The problem: Retype each line of the material exactly, please, skipping any picture in it.

(Object position labeling entries)

==============================

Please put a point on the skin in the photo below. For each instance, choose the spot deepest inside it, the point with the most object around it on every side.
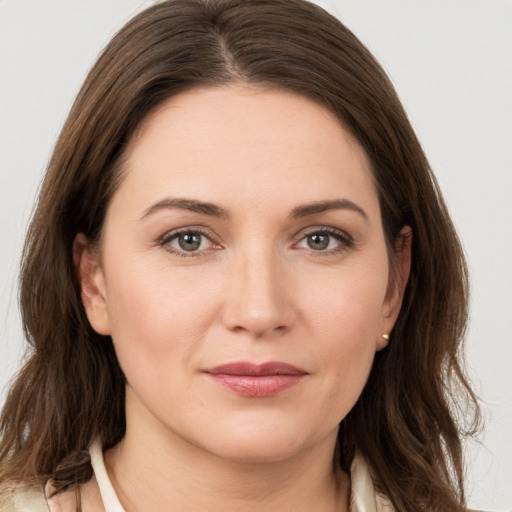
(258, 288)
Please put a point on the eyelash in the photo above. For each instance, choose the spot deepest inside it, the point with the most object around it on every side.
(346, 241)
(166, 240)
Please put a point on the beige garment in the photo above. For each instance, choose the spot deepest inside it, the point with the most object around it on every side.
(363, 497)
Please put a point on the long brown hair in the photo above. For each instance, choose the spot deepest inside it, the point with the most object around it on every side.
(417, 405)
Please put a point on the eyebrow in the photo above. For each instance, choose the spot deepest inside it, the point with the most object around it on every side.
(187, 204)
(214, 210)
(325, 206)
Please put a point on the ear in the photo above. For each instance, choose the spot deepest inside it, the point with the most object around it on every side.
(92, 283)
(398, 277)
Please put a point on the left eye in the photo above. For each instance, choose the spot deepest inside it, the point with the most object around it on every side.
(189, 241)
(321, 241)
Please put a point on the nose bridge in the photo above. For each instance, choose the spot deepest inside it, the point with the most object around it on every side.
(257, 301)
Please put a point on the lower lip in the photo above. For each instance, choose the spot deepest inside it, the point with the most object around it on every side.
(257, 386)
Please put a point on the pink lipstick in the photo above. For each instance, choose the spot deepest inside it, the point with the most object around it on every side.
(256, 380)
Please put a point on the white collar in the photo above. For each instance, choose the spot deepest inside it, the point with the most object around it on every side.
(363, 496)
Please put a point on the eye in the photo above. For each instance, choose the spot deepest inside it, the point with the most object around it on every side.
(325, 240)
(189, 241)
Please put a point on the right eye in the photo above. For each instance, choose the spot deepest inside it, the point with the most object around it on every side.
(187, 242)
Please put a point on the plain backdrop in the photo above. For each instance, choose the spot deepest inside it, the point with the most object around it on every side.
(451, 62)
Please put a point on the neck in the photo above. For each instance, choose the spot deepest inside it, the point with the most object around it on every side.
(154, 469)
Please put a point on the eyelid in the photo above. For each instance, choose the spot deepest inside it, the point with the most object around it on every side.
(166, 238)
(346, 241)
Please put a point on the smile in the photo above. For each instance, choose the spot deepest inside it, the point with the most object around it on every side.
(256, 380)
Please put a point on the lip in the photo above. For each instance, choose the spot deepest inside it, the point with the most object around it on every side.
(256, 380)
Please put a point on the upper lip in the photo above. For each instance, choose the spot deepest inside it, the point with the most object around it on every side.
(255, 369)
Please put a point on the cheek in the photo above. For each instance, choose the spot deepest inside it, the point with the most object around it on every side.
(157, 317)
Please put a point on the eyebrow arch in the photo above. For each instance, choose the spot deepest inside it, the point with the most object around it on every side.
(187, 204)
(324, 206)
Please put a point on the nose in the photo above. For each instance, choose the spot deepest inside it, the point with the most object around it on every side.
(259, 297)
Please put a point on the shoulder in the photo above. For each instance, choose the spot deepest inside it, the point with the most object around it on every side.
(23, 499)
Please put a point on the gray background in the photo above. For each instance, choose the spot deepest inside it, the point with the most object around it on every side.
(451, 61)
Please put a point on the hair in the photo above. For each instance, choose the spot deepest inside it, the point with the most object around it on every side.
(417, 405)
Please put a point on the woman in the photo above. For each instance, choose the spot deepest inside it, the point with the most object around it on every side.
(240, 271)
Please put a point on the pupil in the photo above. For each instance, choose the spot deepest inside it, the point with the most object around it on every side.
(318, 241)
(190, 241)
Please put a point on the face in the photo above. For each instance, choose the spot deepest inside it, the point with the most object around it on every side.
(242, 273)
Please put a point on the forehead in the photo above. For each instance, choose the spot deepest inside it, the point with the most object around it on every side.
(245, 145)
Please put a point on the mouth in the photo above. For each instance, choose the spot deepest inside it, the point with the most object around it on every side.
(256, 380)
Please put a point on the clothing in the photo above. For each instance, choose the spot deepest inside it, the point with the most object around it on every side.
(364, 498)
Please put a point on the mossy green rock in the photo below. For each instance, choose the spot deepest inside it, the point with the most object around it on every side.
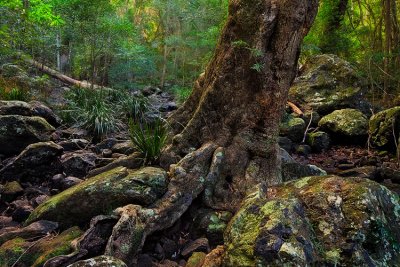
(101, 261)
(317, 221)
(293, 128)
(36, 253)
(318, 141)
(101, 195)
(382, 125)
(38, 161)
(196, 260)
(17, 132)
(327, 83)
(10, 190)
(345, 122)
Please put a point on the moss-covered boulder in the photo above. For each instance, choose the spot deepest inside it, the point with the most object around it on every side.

==============================

Exercise response:
Please put a point on the skin in the photo below. For each instance, choose the spot deepest inside it, the point with the most object around it on every side.
(258, 288)
Please put a point on the eyelash in the photo above. For each instance, choose the spot deepest inside it, the point with the most object around it on every side.
(346, 241)
(166, 240)
Please put a point on the beige garment in the photo above. For each instance, choose the spot deepest inside it, the point with the most object around it on every side.
(363, 497)
Please put a point on the long brown hair in the photo above. For each instance, choose the spot deepest inside it, the point with the most object around it on every side.
(417, 405)
Please put a point on the eyebrow in the photo above. For each instance, choose the spot deepest inside it, the point with the most object around it on every side.
(187, 204)
(214, 210)
(325, 206)
Please put a point on the ear in the photo above. For each instance, choose the spot deepest inside it, the point with the most object around it on every side.
(92, 283)
(398, 277)
Please put a point on the left eye in the photo above. For each instance, choose the spot deepest inside it, the point with the most object around it on every side.
(189, 241)
(321, 241)
Please put a point on the nose bridge in the photo above. For each instance, choose the spot deepest inside it, the point with the most object around it on every side.
(257, 301)
Please put a point on the lower lip in the photo above. For each instance, choose the spot deepest inside it, the point with the most object around it on every side.
(257, 386)
Please put a point on the pink lipstick in the photo above. For each instance, choose the spot deepest inside it, the point with the most object around it on every side.
(256, 380)
Please put a point on the white collar in the photo above. For each instance, choose the spot deepest inside it, the point with the most object around it on every side.
(363, 496)
Please put a point on the eye in the photo above. For each instance, choose the spot deepest inside it, the point with the most object around it on every side.
(325, 240)
(189, 241)
Please put a point on the right eye in the photo above. For each instance, choose the spot deepest inside it, the point with the most object around it on every side.
(187, 242)
Please put a point on the plain backdrop in the photo above. For each instance, choose the spot deepest inside it, the point with the most object around it on every side.
(451, 62)
Please put a point on the neck in the photo above. For each instance, choose the spot deepest inside it, the point with the most object around it on every side.
(154, 469)
Please put a point on the eyelid in the photo above. For each instance, choose the spot deepest inside it, the point with the most object around it on every side.
(166, 238)
(346, 241)
Please put a point on the smile in the photo above. For each instance, choose the spot deepest inside it, the point with the most object around it on every side.
(256, 380)
Please put a point on the lip in the photo above. For each instance, choose the spot deepest inside it, the point with the most object around it on every side.
(256, 380)
Please put a point on the upper lip in the photo above. For each instance, choose the spot deepest inside it, the point with the most object around it on every side.
(255, 369)
Please put a point on the cheek in the photo above. For each instance, choose the spot deepest inside it, the point with the most object around it on every side.
(157, 317)
Please put a point on the eyebrow arch in the photo above. For each instance, choose the spot deepest inside it, the point with the most object around it on every side.
(187, 204)
(324, 206)
Please put a point on the nose in the photo above. For each instance, choose the spot deepest inside it, the point with the most object around it on every side.
(259, 297)
Please put a point on the shoulder in the photo above. For each instance, choose the spot deepest inside it, the point with the most object around it on every side.
(23, 499)
Please put a point on the gray background in the photo above. For each instance, choose the spot deepest inside it, the point with the most object around it on every side.
(451, 61)
Please put a point on the hair in the photo above. For each instance, choose the spot deepest inside it, the point with the most object around it on every side.
(417, 405)
Please put a point on the woman in the photo above. For each instance, choose the spot deepest inside it, the point with the most object around it on every side.
(240, 271)
Please put a point on the pupil in the photo above. For each instance, choose the spot deepest inside it, the point with the most object around it on every side.
(318, 241)
(190, 241)
Please put a point on the face in the photo above. For each instance, choose the spot deepest inside it, the point with the most object around it on every side.
(242, 273)
Please put a point on the forehead in the photo above. For each instance, choose the spot deepest inside it, the point with the most object around it on every side.
(245, 145)
Please put a point on the mouth in the photo above. For each instance, choose the spot deepest inside it, the point with the most object around it on every side.
(256, 380)
Please put a point on the clothing in the photo above. For each instance, choose the spot deepest inside it, the point with the most object around it on every side.
(364, 498)
Please put a point on the mossy green rock in the photo below. For each instance, choose the spot deepest inside it, the point with the most object around it on every side.
(101, 261)
(317, 221)
(293, 128)
(36, 253)
(318, 141)
(101, 195)
(382, 125)
(38, 161)
(196, 260)
(17, 132)
(327, 83)
(10, 190)
(345, 122)
Please put a point on the moss-covered boulder in the photo above. For each instance, choose the spot deepest inside it, the point with the most object around it on every side.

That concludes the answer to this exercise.